* [Region pointing data]
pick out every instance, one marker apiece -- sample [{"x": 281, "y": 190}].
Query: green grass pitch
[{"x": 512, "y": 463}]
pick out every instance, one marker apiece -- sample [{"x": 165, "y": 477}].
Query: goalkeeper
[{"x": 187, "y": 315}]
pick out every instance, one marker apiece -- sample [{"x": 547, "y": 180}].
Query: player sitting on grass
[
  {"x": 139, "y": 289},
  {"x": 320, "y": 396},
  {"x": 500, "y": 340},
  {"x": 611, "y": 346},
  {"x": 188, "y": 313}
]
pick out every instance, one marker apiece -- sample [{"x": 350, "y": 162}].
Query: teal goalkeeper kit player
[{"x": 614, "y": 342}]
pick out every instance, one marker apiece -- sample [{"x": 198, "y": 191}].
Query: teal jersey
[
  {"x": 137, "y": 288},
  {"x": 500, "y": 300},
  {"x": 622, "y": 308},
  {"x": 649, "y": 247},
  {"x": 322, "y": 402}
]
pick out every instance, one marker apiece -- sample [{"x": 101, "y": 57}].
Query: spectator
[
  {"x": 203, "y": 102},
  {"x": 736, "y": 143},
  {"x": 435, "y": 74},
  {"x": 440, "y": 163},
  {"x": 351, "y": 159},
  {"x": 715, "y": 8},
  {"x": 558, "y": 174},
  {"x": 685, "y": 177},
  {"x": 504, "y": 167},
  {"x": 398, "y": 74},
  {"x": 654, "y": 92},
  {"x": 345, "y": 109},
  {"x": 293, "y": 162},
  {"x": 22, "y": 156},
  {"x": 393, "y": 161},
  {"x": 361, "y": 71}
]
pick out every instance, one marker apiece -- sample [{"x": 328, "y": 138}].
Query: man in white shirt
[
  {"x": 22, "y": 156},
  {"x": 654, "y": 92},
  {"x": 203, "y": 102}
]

* [ASSIGNED TASK] Give back every entry, word for word.

* [ANSWER SPACE]
pick out every instance, one marker apiece -- sample [{"x": 281, "y": 190}].
Query: green grass pitch
[{"x": 512, "y": 463}]
pick out every instance, one marker apiece -- sample [{"x": 165, "y": 477}].
Query: goalkeeper
[{"x": 187, "y": 315}]
pick out every instance, one marker apiece -- sample [{"x": 547, "y": 180}].
Query: player sitting on grass
[
  {"x": 139, "y": 289},
  {"x": 320, "y": 396},
  {"x": 500, "y": 340},
  {"x": 611, "y": 346},
  {"x": 188, "y": 313}
]
pick out every instance, one marker apiece -- sample [{"x": 350, "y": 162}].
Query: teal goalkeeper kit player
[{"x": 614, "y": 342}]
pick out every instance, one marker apiece -- sample [{"x": 198, "y": 191}].
Query: teal jersey
[
  {"x": 137, "y": 288},
  {"x": 500, "y": 300},
  {"x": 622, "y": 308},
  {"x": 649, "y": 247},
  {"x": 322, "y": 402}
]
pick out every instance, one marker apiece -- sample [{"x": 101, "y": 57}].
Query: spectator
[
  {"x": 203, "y": 102},
  {"x": 736, "y": 143},
  {"x": 435, "y": 74},
  {"x": 440, "y": 163},
  {"x": 351, "y": 159},
  {"x": 715, "y": 8},
  {"x": 558, "y": 174},
  {"x": 685, "y": 177},
  {"x": 504, "y": 167},
  {"x": 398, "y": 74},
  {"x": 654, "y": 92},
  {"x": 345, "y": 109},
  {"x": 293, "y": 162},
  {"x": 22, "y": 156},
  {"x": 393, "y": 161},
  {"x": 361, "y": 71}
]
pick out every instance, one marker apiece -- sample [{"x": 328, "y": 138}].
Query: man in white shirt
[
  {"x": 22, "y": 156},
  {"x": 654, "y": 92},
  {"x": 203, "y": 102}
]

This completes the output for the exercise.